Le Mans Vorschau Teil 1 - die LMP1-"Diesel"-Klasse
In einer Woche starten die 78. 24 Stunden von Le Mans mit den ersten freien Trainings auf dem Circuit de la Sarthe. Die Mutter aller Langstreckenrennen wird zum vierten Mal in Folge den Diesel-Klassiker Audi gegen Peugeot an der Spitze zum Hauptthema des Rennens haben. Denn das vergangene Rennen der Le Mans Serie in Spa hat gezeigt, dass abermals an der Benziner-Front kein Konkurrent in Sicht ist, der den beiden Werksmannschaften mit den Selbstzündern das Wasser reichen könnte. Die Leistungs-Beschneidungen des ACO fielen zum dritten Mal in Folge scheinbar nicht ins Gewicht - wobei den Französischen Regelmachern zu Gute zu halten ist, dass angesichts der Abwesenheit von hochklassigen Herstellern an der Benziner-Front ein Einpendeln der Konzepte immer einem Gestochere im Dunklen gleicht. Denn die letzten hochentwickelten Werksmotoren in diesem Bereich kamen ebenfalls von Audi und die geben ihre FSI-Triebwerke nach einer negativen Erfahrung wohl nicht mehr an Kundenteams weiter.

### [Aufgaben zur Übung]
1) Fasse den Absatz im Text zur Le-Mans-Vorschau, der mit „In einer Woche starten“ beginnt, kürzer zusammen und behalte dabei seine wesentlichen Fakten bei.
2) Nenne alle Ortsnamen, die im Text zur Le-Mans-Vorschau vorkommen.
3) Führe den Text zur Le-Mans-Vorschau nach seinem letzten Satz fort.

### [Übungsmaterial]

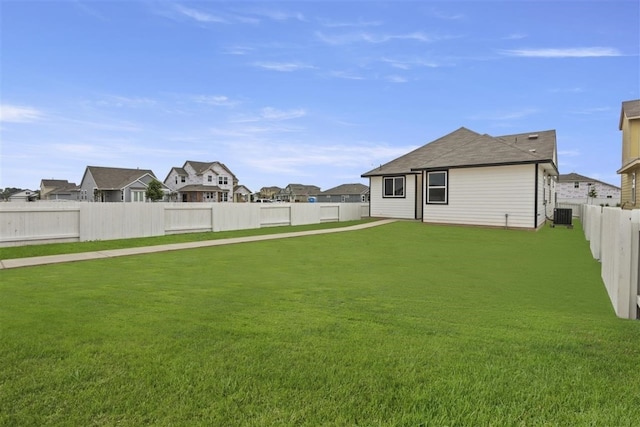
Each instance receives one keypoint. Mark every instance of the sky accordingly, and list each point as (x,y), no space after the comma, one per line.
(306,92)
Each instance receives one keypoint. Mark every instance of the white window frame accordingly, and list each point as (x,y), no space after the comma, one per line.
(444,187)
(394,191)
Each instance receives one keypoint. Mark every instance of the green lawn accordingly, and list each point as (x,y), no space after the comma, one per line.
(399,325)
(13,252)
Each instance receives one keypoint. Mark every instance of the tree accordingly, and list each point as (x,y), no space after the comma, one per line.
(154,191)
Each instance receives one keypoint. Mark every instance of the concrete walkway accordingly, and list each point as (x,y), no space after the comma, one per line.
(85,256)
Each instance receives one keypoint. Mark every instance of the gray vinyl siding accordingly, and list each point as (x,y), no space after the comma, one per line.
(393,207)
(485,195)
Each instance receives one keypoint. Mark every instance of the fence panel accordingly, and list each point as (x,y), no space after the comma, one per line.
(188,218)
(24,224)
(617,236)
(33,223)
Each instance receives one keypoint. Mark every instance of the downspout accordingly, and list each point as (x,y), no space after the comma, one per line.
(535,199)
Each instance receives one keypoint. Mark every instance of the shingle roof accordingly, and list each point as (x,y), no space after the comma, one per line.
(466,148)
(346,189)
(200,187)
(301,189)
(630,109)
(116,178)
(574,177)
(55,182)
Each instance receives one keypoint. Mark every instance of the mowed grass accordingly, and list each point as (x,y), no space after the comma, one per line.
(25,251)
(404,324)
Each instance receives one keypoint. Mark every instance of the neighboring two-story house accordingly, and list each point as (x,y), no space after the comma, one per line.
(630,127)
(345,193)
(575,188)
(201,182)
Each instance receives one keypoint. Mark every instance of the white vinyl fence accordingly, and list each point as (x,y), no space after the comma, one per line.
(42,222)
(614,239)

### [Antworten je Aufgabe]
1) In einer Woche beginnen mit den ersten freien Trainings auf dem Circuit de la Sarthe die 78. 24 Stunden von Le Mans. Zum vierten Mal in Folge steht das Diesel-Duell Audi gegen Peugeot im Mittelpunkt. Das letzte Rennen der Le Mans Serie in Spa hat nämlich gezeigt, dass kein Benziner-Konkurrent mit den beiden Werksteams mithalten kann. Die Leistungsbeschneidungen des ACO fielen zum dritten Mal in Folge scheinbar nicht ins Gewicht. Allerdings ist die Abstimmung schwierig, weil hochklassige Hersteller bei den Benzinern fehlen. Die letzten hochentwickelten Benziner-Werksmotoren kamen ebenfalls von Audi. Audi gibt seine FSI-Triebwerke nach einer negativen Erfahrung wohl nicht mehr an Kundenteams weiter.

2)
- Le Mans
- Circuit de la Sarthe
- Spa

3)
Wie im vergangenen Jahr stehen neun Autos mit den Selbstzündern im Heck am Start. Abgesehen von den Besatzungen hätten wir an dieser Stelle auch beinahe den Artikel aus dem vergangenen Jahr aus dem Archiv holen können, zumal nur eine Änderung sich seitdem ergeben hat. Vier Peugeot - drei Werkswagen sowie der Oreca-908 Hdi-FAP -, drei Werksaudis und die beiden privaten Audi R10 des Team Kolles stellen die Selbstzünder-Flotte in diesem Jahr. Im vergangenen Jahr dezimierte sich diese Klasse durch das hohe Renntempo und diverse Zwischenfälle allerdings selbst, so dass auch 2010 kaum zu erwarten ist, dass der beste Benziner erst auf P10 ankommen wird. Eher wird der Kampf noch härter werden, wenn man die Ergebnisse in Spa-Francorchamps genau unter die Lupe nimmt.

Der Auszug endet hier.